DATA FOR PROCESSING ->
........
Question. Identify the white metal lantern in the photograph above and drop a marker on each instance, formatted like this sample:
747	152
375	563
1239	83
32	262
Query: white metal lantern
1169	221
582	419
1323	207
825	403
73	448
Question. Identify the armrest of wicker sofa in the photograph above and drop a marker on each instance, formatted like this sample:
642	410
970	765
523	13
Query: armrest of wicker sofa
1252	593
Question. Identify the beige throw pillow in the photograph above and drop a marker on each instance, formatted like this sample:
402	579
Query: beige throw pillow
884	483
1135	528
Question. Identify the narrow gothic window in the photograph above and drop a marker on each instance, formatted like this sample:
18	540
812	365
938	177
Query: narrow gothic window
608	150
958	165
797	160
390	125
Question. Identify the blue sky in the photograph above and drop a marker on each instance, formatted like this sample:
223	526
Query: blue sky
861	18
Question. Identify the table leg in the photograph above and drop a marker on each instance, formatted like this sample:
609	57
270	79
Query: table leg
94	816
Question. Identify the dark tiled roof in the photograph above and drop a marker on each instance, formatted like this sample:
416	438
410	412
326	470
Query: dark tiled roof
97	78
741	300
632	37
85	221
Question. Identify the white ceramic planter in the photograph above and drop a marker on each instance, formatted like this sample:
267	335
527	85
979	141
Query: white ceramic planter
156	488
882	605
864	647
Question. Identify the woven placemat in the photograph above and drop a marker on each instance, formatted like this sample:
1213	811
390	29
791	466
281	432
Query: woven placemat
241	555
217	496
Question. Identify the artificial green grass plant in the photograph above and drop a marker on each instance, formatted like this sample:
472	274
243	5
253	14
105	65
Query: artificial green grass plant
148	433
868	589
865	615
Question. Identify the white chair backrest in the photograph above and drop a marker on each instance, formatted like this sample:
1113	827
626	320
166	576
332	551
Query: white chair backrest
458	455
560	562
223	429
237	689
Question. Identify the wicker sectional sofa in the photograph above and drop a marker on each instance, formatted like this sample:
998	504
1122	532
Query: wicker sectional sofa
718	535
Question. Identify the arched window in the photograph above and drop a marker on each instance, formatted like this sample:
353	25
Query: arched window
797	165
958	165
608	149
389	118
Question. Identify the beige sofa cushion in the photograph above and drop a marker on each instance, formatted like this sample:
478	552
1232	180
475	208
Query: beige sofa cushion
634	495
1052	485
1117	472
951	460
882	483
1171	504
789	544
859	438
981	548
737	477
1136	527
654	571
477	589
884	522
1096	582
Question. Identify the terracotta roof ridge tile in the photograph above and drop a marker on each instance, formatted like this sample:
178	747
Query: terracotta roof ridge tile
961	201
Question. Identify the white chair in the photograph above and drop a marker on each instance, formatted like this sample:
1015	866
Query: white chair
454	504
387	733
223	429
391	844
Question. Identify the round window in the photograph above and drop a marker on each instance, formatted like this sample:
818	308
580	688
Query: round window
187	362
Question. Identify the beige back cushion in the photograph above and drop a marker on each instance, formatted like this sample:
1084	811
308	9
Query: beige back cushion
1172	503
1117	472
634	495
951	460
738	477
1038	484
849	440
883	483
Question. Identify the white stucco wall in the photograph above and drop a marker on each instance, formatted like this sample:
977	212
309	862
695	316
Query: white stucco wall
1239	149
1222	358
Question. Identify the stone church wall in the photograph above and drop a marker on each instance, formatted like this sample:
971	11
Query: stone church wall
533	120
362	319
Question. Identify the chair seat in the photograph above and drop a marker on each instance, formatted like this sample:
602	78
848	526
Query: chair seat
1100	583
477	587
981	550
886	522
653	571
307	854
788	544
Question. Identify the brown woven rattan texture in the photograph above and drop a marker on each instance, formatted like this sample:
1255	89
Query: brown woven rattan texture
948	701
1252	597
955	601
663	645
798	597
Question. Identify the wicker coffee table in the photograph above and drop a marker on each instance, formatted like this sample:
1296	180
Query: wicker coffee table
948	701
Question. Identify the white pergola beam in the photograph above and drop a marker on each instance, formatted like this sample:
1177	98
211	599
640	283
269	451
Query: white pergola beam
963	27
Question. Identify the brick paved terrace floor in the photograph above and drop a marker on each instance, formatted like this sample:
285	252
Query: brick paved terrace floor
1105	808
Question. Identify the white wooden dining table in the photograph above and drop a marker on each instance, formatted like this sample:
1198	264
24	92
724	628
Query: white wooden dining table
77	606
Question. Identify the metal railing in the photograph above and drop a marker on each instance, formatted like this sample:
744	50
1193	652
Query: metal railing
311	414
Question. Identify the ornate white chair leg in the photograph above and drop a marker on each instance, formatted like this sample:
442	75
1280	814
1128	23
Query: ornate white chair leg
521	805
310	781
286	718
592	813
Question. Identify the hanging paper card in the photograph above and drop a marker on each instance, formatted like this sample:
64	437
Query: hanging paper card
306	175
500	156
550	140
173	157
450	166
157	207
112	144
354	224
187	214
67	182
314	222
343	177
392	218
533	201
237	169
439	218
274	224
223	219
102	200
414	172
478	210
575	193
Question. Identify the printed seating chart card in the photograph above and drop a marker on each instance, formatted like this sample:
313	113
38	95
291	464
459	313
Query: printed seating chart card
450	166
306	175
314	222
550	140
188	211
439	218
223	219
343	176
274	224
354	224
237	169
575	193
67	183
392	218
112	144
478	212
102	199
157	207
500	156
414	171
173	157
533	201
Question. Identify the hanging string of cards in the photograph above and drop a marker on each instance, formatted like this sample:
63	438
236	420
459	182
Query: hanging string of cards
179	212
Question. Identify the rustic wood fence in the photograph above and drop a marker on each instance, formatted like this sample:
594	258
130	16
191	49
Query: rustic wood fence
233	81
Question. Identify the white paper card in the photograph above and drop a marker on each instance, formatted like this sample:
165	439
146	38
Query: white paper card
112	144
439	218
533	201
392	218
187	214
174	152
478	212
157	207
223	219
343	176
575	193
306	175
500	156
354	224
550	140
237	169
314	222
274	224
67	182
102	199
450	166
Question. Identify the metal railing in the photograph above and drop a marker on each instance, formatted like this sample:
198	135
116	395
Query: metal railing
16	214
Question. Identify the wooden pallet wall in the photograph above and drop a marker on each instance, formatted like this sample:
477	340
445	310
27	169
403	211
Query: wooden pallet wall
........
TASK STATEMENT -> Can you print every one of the rows above again, word for word and line for line, leaving nothing out and changing nothing?

ANSWER FOR THE TASK ->
Question. Identify the white metal lantern in the photograph above and drop a marker on each instance, formatted like this sample:
747	152
375	563
1239	83
32	262
Query: white metal lantern
1169	221
582	419
1323	207
825	403
73	448
Question. Identify the armrest of wicker sofa in the photograph above and drop a marker on each instance, formatted like this sample:
642	410
970	765
523	13
Query: armrest of wicker sofa
1252	593
Question. Identify the beige throw pillow in the photograph above and drop a marker on each instance, formatted like this sample:
402	579
Query: beige throw pillow
884	483
1135	528
Question. Identify the narrow gothic window in the photograph above and drop a marker on each instance, formatted like this sample:
18	540
812	365
938	177
Query: narrow gothic window
608	150
958	165
797	160
390	125
Question. Identify the blue sky in the photograph above and drop a marker on each instance, formatted like this sample:
223	526
Query: blue sky
861	18
Question. Identify the table leg in the photograph above and drop a marker on each instance, formatted like this sample:
609	57
270	79
Query: table leg
94	816
Question. Identify the dark tiled roof in the photograph above and drop a marker on each instance, formatted like this sample:
416	438
410	412
326	470
Query: dark tiled roof
97	78
741	300
632	37
85	221
Question. Identify the white ceramic planter in the photograph above and drop a marker on each instance, formatted like this sample:
267	335
527	85
979	141
Query: white ceramic planter
156	488
882	605
864	647
Question. Identify the woven placemat in the photograph above and drop a marker on each instance, formatted like this sample:
1213	811
390	29
791	466
281	432
Query: woven placemat
241	555
217	496
Question. Identify the artificial green grass plant in the photograph above and drop a marker on each instance, formatted like this sample:
472	274
243	5
253	14
105	65
Query: artificial green grass plant
148	433
868	589
865	615
Question. Identify the white chair backrest in the photograph above and drop a marker on each instance, formatted like this sample:
1113	827
626	320
166	576
332	551
Query: white chair backrest
458	455
560	562
223	429
237	689
Question. Identify the wicker sectional sofa in the photograph above and drop a marker on each instance, formatted like this sample:
998	504
1122	532
Query: wicker sectional sofa
718	535
Question. Identify the arched window in the photograph above and drop a marker on each instance, formatted like this sample:
353	25
Query: arched window
797	165
958	165
608	149
389	118
Question. Identify the beige sofa cushion in the photograph above and drop a marker on each instance, formatted like this sample:
478	552
1232	180
475	208
Query: beige sofa cushion
634	495
1052	485
1117	472
951	460
882	483
1171	504
789	544
859	438
981	548
737	477
1136	527
654	571
477	589
884	522
1096	582
Question. Identify the terracotta roof ridge tile in the photograph above and drop a marker on each instance, formatted like this sample:
178	747
Query: terracotta roof ridge tile
961	201
Question. Identify the white chair in the photograph above and drop a marker on each instance, formatted like this sample:
1015	866
Query: white chair
454	504
387	733
223	429
391	844
Question. Identify the round window in the photograph above and drop a marker on each instance, formatted like this sample:
818	308
580	688
Query: round window
187	362
Question. Identify the beige back cushion in the photograph above and drop a marker on each instance, formatted like this sample:
1084	811
308	9
Query: beige back cushion
1172	503
1117	472
634	495
951	460
738	477
1038	484
849	440
883	483
Question. Identify the white stucco wall in the photograph above and drop a marker on each instance, formatted like this sample:
977	212
309	862
695	316
Query: white stucco wall
1239	149
1222	358
Question. Identify the stone church wall in the photograph above and drop a marker on each instance, formatted like this sample:
971	11
Query: stone church wall
533	120
362	319
Question. Identify the chair seat in the photograph above and drop a marker on each instance, formatted like this sample:
602	78
848	526
Query: chair seat
1100	583
477	587
981	550
886	522
653	571
307	854
788	544
Question. Identify the brown woven rattan texture in the photograph above and drop a marker on each instance, formatted like this sample:
1255	89
Query: brown woven rattan texture
948	701
1252	597
955	601
663	645
798	597
Question. Identify the wicker coffee table in the photograph above and drop a marker on each instance, formatted like this sample:
1296	180
Query: wicker coffee table
948	701
Question. Identify the white pergola beam in the photograph above and drop a marker on each instance, formatted like this sample:
1177	98
211	599
640	283
269	451
Query: white pergola beam
963	27
Question. Identify the brick paved terrace floor in the photograph above and drop a marker on each instance, formatted like this sample:
285	252
Query: brick paved terrace floor
1105	808
Question. Identify the white wooden dining table in the photograph above and drop a marker on each instance, formatted like this sample:
1198	264
24	92
724	628
Query: white wooden dining table
77	606
Question. Identify the metal railing in the photograph above and drop a marker on each instance, formatted like this sample:
744	50
1193	652
Query: metal railing
311	414
Question. Identify the ornate white chair leg in the photograph above and drop a marker on each instance, formatted like this sample:
442	75
1280	814
1128	23
Query: ornate white chair leg
521	805
310	781
286	718
592	813
Question. Identify the hanging paper card in the photograph above and drop a marker on each instance, formatted like this sample:
64	437
Query: hanging paper card
306	175
500	156
550	140
173	157
450	166
157	207
112	144
354	224
187	214
67	182
314	222
343	177
392	218
533	201
237	169
439	218
274	224
223	219
102	200
414	172
478	210
575	193
Question. Identify the printed seating chart card in the photograph above and drop a marker on each instance, formatted like this sample:
313	113
38	95
291	464
459	313
Query: printed seating chart card
450	166
306	175
314	222
550	140
188	211
439	218
223	219
343	176
274	224
354	224
237	169
575	193
67	183
392	218
112	144
478	212
102	199
157	207
500	156
414	171
173	157
533	201
Question. Identify the hanging string of cards in the photograph above and drop a marker on each instance, formatted like this sample:
63	438
236	420
459	182
Query: hanging string of cards
179	212
Question. Identify the rustic wood fence in the photograph above and drop a marker on each instance, formatted like this sample:
594	258
130	16
191	49
Query: rustic wood fence
233	81
Question. Identify the white paper card in the photograph above and drop a marker on each instance, formatted like this sample:
165	439
146	38
Query: white paper card
112	144
439	218
533	201
392	218
187	214
174	152
478	212
157	207
223	219
343	176
575	193
306	175
500	156
354	224
550	140
237	169
314	222
274	224
67	182
102	199
450	166
Question. Identify the metal railing in the photograph above and drop a marker on each instance, formatted like this sample:
198	135
116	395
Query: metal railing
16	214
Question. Identify the wooden pallet wall in the photograph above and drop a marker on each instance, formatted like this sample:
477	340
445	310
27	169
403	211
Query: wooden pallet wall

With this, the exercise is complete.